**EXERCISE**
For the records below, say how many lines contain the string "with". Give the number only.

**RECORDS SHOWN**
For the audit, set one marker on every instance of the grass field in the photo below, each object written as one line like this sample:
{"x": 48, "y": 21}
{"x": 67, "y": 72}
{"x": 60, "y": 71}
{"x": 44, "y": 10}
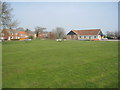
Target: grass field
{"x": 68, "y": 64}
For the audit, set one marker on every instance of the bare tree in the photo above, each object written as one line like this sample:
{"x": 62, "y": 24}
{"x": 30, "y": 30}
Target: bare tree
{"x": 13, "y": 24}
{"x": 20, "y": 29}
{"x": 39, "y": 30}
{"x": 6, "y": 16}
{"x": 60, "y": 33}
{"x": 112, "y": 34}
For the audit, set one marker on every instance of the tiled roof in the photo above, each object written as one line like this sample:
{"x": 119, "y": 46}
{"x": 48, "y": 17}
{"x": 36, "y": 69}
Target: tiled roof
{"x": 87, "y": 32}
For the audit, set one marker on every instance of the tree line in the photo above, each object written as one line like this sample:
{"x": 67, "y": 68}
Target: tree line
{"x": 7, "y": 22}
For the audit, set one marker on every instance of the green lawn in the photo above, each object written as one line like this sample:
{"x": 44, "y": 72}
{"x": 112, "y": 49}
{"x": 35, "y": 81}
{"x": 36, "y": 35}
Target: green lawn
{"x": 68, "y": 64}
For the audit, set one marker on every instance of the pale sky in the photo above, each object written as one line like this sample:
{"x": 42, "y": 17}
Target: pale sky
{"x": 69, "y": 15}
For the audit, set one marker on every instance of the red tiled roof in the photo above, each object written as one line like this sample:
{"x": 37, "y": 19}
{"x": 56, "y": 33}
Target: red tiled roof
{"x": 87, "y": 32}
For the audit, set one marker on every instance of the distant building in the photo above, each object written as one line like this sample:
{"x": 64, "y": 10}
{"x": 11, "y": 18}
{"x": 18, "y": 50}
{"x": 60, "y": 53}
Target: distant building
{"x": 23, "y": 35}
{"x": 12, "y": 34}
{"x": 93, "y": 34}
{"x": 43, "y": 35}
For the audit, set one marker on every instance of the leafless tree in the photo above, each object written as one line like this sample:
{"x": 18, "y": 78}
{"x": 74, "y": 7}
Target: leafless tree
{"x": 39, "y": 30}
{"x": 60, "y": 33}
{"x": 6, "y": 16}
{"x": 20, "y": 29}
{"x": 13, "y": 24}
{"x": 110, "y": 34}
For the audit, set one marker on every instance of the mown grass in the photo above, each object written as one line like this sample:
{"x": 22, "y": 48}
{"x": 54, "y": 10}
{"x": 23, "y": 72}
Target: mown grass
{"x": 68, "y": 64}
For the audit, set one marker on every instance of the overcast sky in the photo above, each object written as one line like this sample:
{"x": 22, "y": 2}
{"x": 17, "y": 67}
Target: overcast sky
{"x": 69, "y": 15}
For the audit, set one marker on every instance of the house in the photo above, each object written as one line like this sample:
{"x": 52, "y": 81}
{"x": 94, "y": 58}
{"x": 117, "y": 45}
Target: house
{"x": 43, "y": 35}
{"x": 12, "y": 34}
{"x": 9, "y": 34}
{"x": 23, "y": 35}
{"x": 92, "y": 34}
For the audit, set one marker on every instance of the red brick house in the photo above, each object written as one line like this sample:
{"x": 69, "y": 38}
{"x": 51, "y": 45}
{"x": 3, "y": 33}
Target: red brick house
{"x": 92, "y": 34}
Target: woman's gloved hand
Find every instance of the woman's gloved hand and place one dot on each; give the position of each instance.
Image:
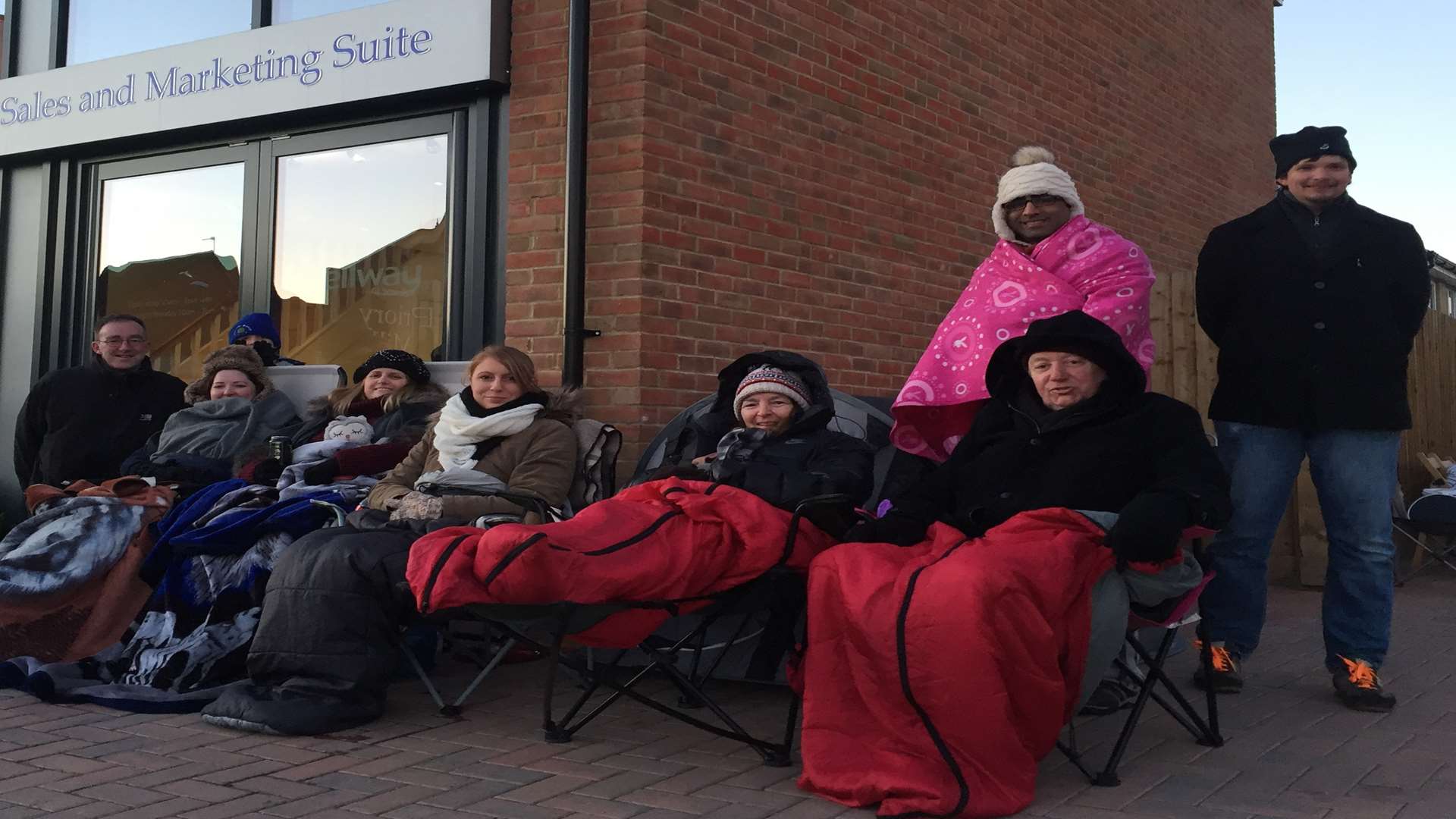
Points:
(893, 528)
(322, 472)
(416, 506)
(1150, 526)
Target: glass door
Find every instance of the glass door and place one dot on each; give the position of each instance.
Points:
(362, 241)
(171, 249)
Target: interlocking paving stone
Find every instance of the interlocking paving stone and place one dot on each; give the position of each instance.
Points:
(1292, 752)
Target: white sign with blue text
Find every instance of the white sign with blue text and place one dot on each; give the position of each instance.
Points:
(367, 53)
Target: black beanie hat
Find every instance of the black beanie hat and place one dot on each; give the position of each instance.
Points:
(1310, 143)
(406, 363)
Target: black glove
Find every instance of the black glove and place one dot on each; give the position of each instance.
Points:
(893, 528)
(322, 472)
(267, 352)
(1150, 526)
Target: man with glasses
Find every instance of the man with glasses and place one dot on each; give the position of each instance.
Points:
(83, 422)
(1313, 302)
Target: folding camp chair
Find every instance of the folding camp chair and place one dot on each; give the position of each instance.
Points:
(682, 657)
(598, 449)
(1430, 525)
(1169, 615)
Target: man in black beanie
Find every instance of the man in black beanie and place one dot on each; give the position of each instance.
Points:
(1313, 302)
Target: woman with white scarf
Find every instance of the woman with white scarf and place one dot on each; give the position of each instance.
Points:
(328, 639)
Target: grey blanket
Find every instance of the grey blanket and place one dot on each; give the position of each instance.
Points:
(66, 544)
(224, 428)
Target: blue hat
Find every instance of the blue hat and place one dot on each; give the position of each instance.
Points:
(255, 324)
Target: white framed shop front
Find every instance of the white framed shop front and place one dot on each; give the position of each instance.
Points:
(378, 52)
(344, 172)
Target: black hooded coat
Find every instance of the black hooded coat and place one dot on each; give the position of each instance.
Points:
(1138, 453)
(804, 461)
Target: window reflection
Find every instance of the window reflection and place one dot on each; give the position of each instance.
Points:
(362, 249)
(286, 11)
(98, 30)
(169, 253)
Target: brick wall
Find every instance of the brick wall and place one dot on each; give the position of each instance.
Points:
(819, 174)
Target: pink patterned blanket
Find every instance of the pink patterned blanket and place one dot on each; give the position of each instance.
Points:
(1081, 267)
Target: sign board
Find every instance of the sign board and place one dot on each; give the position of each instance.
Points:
(367, 53)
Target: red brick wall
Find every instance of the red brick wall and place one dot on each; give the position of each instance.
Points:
(817, 175)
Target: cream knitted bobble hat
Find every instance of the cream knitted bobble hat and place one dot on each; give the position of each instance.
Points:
(1033, 172)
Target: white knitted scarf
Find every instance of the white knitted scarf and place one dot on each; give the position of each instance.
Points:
(459, 431)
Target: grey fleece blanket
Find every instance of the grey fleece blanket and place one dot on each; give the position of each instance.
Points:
(224, 428)
(64, 545)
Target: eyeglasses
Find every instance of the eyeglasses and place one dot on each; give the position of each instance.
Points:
(1040, 200)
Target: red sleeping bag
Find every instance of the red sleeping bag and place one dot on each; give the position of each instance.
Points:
(660, 541)
(937, 676)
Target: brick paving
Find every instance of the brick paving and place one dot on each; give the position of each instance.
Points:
(1292, 752)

**RESPONSE TO THIS EXERCISE**
6